Communist Party Secretary of Hami
- In office November 2018 – May 2022
- Preceded by: Lu Shujiang [zh]
- Succeeded by: TBA

Personal details
- Born: January 1968 (age 58) Pingliang County, Gansu, China
- Party: Chinese Communist Party
- Alma mater: Xinjiang Agricultural University

Chinese name
- Simplified Chinese: 李成辉
- Traditional Chinese: 李成輝

Standard Mandarin
- Hanyu Pinyin: Lǐ Chénghuī

= Li Chenghui =

Chinese politician

Li Chenghui (李成辉; born January 1968) is a former Chinese politician who spent his entire career in northwest China's Xinjiang Uygur Autonomous Region. He surrendered himself to the anti-corruption agency of China in May 2022. Previously he served as party secretary of Hami.

==Biography==
Li was born in Pingliang County (now Pingliang), Gansu, in January 1968. In 1985, he entered Bayi Agricultural College (now Xinjiang Agricultural University), majoring in agronomy. After graduating in 1988, he taught at Manas County Vocational High School. In September 1994, he became a technician of Agricultural Technology Station in Tougong Township, Manas County.

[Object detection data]

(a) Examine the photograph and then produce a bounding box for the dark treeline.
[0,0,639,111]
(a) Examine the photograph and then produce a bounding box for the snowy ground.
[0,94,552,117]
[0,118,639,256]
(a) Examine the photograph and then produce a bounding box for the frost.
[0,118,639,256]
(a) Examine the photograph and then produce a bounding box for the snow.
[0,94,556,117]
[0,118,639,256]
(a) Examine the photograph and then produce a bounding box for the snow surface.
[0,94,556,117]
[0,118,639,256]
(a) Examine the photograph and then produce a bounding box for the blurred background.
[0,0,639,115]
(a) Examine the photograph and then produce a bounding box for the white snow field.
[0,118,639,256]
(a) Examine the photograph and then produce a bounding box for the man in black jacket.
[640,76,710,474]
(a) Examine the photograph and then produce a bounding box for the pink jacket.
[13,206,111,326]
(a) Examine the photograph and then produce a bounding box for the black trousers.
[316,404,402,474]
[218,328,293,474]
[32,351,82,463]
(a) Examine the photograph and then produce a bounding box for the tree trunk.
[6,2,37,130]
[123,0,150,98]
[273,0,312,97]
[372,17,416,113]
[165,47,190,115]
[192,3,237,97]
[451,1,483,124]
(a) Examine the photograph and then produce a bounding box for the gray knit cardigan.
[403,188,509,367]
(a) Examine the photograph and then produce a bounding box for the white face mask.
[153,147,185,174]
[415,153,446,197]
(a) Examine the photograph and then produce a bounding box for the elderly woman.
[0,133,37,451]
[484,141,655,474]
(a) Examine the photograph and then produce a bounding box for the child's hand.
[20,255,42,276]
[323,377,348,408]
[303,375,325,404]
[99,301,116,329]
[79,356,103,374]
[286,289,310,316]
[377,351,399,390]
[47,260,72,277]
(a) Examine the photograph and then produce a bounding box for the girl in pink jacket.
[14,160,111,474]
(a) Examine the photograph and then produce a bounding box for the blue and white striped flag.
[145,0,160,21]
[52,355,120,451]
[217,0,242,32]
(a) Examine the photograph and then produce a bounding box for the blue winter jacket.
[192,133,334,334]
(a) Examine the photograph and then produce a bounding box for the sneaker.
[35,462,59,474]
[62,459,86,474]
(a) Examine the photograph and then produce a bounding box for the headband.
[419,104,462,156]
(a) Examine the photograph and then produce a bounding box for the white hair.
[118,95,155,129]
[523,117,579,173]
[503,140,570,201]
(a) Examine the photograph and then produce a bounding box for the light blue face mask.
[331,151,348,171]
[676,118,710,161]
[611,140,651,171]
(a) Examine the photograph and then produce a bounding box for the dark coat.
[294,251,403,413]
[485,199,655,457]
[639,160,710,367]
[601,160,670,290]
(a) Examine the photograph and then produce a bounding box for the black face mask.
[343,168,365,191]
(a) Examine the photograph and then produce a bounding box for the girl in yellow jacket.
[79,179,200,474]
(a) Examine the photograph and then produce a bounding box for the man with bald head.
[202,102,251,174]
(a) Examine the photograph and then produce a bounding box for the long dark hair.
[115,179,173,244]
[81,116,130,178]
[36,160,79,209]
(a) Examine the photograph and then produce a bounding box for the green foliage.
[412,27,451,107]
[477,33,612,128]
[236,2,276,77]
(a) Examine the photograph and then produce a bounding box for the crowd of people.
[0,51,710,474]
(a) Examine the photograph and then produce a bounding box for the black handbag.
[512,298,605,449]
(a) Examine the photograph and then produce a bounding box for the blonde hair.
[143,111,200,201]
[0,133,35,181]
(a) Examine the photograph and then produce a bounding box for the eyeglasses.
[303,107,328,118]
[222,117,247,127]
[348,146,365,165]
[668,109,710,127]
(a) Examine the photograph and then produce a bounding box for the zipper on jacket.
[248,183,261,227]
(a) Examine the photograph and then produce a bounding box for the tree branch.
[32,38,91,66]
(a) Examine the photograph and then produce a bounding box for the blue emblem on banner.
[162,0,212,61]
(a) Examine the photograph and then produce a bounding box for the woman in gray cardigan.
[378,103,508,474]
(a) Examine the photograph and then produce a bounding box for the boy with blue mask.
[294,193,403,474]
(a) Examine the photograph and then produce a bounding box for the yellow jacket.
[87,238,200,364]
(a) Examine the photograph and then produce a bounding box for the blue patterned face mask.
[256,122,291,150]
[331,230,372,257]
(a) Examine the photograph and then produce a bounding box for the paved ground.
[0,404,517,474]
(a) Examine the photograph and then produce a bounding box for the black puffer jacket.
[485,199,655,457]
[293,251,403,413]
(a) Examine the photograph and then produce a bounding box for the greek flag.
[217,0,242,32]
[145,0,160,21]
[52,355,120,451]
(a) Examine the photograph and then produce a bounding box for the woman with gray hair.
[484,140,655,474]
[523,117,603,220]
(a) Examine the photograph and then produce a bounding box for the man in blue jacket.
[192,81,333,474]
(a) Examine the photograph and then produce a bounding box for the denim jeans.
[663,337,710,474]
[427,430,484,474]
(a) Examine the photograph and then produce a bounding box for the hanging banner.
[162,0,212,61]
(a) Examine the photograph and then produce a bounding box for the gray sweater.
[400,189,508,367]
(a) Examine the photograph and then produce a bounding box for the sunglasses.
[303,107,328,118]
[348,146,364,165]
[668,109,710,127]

▶ [Stated exercise 1] In the Li Chenghui biography, what did Li major in at Bayi Agricultural College?
▶ [Stated exercise 2] Write a continuation of the Li Chenghui biography, beginning after its final sentence.

▶ [Written answer 1] Agronomy

▶ [Written answer 2]
Li became deputy leader of Tougong Township in January 1996, and joined the Chinese Communist Party (CCP) in July 1997. He was appointed deputy party secretary of Liuhudi in April 1999, concurrently holding the town leader position. He was deputy magistrate of Manas County in January 2001 and executive vice mayor of Changji in December 2005. In March 2008, he was named acting magistrate of Jimusar County, confirmed in January 2009. In February 2012, he was promoted to become party secretary of Fukang, a position he held until April 2015, when was recalled to Changji as party secretary. In February 2017, he was made deputy head of the Public Security Department of Xinjiang Uygur Autonomous Region, but having held the position for only one year. In June 2018, he became deputy party secretary of Kashgar Prefecture and deputy secretary of its Political and Legal Affairs Commission. In November 2018, he rose to become party secretary of Hami, his first foray into a prefectural leadership role.

===Downfall===
On 16 May 2022, he turned himself in and is cooperating with the Central Commission for Discipline Inspection (CCDI) and National Commission of Supervision for investigation of "suspected violations of disciplines and laws".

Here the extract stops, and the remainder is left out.